> [Exercise details]: Count the lines in the items below that contain the string "tower", and give only the number.

Source records
════════════════════

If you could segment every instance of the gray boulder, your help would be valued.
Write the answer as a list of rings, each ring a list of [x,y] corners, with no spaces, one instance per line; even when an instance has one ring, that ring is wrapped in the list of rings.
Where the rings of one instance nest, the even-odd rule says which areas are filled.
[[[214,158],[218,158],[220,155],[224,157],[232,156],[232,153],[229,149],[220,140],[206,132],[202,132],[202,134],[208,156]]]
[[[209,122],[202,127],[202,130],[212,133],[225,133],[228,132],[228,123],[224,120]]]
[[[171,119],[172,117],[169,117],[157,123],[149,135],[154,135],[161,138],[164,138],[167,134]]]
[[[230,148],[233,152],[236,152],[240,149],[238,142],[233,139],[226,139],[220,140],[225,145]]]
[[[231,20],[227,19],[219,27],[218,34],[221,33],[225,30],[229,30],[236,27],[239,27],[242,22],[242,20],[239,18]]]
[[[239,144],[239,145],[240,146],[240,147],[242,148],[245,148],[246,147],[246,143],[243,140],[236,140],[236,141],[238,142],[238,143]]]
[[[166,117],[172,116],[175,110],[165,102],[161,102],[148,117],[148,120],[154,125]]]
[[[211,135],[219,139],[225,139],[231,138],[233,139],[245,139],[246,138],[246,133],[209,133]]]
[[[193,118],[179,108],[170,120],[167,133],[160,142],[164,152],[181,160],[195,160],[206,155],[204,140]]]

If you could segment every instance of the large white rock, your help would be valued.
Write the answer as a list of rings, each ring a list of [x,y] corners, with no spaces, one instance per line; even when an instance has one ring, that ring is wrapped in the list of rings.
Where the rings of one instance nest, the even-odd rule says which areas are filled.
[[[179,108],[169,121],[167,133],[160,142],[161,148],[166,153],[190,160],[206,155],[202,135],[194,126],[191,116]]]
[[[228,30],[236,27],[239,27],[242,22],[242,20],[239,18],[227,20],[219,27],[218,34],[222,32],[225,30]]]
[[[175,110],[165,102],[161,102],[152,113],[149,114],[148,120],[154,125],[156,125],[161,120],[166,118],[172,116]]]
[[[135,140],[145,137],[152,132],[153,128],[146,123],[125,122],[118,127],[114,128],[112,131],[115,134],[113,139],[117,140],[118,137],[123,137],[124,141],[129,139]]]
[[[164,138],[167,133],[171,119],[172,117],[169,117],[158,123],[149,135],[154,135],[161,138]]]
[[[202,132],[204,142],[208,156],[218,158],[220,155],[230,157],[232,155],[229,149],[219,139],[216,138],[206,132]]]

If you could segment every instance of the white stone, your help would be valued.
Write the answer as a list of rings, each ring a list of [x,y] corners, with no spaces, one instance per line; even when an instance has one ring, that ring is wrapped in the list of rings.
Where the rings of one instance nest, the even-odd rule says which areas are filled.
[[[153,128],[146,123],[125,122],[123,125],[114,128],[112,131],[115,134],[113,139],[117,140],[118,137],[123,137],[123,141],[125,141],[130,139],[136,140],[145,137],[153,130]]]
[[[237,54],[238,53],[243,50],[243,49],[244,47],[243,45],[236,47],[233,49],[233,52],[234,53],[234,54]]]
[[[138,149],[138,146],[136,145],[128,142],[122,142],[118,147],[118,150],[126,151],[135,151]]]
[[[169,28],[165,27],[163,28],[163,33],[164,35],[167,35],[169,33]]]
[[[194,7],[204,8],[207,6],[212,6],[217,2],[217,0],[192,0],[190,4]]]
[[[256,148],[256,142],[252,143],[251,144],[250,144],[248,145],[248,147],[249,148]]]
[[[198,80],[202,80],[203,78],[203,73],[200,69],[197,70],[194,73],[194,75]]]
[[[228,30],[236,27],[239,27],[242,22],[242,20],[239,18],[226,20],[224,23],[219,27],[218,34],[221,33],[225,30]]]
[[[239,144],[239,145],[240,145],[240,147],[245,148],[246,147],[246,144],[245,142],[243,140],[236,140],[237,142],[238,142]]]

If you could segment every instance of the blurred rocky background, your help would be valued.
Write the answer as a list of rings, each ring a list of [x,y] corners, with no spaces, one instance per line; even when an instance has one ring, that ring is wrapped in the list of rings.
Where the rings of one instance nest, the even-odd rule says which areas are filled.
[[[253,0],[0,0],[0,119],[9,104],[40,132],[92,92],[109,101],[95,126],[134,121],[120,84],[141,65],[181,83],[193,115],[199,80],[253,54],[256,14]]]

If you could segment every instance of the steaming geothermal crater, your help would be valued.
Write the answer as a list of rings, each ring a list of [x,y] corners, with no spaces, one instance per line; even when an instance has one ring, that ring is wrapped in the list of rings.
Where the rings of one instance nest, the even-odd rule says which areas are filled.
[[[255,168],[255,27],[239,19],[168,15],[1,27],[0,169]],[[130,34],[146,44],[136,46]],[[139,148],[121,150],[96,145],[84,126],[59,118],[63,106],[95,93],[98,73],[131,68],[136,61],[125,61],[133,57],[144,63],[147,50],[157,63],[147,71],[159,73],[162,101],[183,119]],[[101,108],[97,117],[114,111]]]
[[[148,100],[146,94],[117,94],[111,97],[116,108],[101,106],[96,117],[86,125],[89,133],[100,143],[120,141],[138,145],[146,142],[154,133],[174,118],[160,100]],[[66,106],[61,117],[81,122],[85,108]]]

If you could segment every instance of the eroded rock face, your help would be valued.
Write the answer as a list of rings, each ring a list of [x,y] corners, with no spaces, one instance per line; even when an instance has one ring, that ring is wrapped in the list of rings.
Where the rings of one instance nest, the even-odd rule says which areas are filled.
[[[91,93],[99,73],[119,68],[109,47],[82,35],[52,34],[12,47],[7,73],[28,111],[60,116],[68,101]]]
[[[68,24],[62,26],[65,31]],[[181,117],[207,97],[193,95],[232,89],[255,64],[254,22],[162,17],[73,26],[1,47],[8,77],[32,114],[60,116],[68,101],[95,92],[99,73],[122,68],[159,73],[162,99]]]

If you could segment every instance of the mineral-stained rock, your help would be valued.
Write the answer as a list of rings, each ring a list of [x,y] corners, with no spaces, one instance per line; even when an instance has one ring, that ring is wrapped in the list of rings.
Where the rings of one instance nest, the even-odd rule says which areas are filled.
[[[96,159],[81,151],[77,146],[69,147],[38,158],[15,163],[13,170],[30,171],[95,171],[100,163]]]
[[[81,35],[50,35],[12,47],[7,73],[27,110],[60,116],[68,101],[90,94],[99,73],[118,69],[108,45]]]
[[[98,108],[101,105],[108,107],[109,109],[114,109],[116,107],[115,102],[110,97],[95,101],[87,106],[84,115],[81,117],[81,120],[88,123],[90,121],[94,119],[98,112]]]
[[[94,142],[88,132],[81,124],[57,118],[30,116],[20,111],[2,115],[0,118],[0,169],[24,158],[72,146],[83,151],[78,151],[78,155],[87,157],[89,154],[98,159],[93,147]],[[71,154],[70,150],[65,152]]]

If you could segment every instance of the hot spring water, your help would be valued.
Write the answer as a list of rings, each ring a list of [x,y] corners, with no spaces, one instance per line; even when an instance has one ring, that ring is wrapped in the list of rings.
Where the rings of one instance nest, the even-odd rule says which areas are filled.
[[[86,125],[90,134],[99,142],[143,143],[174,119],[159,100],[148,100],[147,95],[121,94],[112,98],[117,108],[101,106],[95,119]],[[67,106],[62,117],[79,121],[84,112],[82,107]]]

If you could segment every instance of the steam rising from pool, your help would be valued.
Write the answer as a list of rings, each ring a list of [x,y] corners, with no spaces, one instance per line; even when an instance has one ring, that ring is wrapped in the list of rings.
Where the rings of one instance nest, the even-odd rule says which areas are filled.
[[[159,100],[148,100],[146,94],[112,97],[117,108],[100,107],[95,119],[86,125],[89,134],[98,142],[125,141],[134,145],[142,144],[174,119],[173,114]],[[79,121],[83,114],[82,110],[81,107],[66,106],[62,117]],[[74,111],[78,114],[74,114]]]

════════════════════

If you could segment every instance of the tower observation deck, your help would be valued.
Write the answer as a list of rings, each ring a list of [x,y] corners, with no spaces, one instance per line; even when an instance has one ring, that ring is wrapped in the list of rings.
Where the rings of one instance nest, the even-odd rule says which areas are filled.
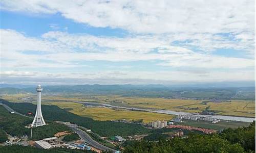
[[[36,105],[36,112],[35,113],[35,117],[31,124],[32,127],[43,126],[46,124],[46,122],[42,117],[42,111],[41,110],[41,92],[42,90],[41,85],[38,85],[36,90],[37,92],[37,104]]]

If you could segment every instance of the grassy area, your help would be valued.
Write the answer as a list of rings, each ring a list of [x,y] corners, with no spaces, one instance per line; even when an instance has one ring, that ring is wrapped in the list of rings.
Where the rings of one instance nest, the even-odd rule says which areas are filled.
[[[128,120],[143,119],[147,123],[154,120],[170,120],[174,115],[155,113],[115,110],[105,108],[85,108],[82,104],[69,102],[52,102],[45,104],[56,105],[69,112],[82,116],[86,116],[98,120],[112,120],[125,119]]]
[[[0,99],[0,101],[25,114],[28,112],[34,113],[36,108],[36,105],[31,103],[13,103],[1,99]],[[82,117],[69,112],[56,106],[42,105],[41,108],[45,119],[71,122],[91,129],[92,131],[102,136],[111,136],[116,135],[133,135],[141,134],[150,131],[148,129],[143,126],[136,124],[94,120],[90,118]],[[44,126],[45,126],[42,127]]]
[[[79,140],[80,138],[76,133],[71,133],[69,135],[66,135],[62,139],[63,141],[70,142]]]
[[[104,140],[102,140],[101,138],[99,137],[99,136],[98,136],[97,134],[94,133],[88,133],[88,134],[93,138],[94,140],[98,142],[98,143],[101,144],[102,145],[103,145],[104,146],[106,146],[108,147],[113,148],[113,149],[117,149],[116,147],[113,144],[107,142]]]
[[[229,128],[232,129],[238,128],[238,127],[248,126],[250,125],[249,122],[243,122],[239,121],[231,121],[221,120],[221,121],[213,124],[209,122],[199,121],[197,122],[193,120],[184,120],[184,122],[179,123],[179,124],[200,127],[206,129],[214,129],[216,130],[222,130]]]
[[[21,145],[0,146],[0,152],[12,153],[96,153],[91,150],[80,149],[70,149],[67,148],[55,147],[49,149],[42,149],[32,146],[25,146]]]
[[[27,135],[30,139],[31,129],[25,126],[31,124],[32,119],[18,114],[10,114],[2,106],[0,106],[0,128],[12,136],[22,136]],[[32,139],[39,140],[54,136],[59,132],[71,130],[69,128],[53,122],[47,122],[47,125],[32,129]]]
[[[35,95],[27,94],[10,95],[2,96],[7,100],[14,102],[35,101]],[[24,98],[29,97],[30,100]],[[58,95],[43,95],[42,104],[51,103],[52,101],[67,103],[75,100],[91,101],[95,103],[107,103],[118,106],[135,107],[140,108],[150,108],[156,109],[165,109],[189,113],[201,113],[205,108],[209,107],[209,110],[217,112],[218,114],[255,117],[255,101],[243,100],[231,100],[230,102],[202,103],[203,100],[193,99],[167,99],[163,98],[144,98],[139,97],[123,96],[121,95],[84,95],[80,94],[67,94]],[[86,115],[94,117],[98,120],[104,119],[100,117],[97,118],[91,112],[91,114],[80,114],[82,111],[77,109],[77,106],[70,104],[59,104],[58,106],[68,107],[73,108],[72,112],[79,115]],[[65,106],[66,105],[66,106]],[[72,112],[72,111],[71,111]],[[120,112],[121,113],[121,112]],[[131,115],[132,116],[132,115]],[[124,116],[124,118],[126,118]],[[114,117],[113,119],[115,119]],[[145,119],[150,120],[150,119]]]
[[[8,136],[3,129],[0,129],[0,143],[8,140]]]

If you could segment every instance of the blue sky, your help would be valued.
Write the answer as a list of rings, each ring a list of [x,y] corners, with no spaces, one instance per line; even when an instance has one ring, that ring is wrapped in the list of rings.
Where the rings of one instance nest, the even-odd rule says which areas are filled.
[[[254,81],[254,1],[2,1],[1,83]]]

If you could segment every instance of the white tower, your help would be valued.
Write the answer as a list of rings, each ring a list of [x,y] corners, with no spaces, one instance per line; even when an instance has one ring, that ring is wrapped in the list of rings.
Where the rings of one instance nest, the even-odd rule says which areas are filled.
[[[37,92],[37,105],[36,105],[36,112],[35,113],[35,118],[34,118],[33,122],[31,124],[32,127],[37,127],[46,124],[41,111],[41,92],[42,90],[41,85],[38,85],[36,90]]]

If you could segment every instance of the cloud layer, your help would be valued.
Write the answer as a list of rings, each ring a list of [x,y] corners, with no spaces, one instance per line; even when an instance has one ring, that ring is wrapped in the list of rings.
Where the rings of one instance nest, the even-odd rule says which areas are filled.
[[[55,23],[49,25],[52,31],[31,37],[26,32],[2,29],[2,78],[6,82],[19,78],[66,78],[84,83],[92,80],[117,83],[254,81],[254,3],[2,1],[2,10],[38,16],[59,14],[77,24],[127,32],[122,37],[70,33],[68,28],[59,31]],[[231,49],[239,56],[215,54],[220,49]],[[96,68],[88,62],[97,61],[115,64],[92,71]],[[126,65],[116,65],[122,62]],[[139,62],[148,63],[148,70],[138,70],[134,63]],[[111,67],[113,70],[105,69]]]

════════════════════

> [Output for this exercise]: 2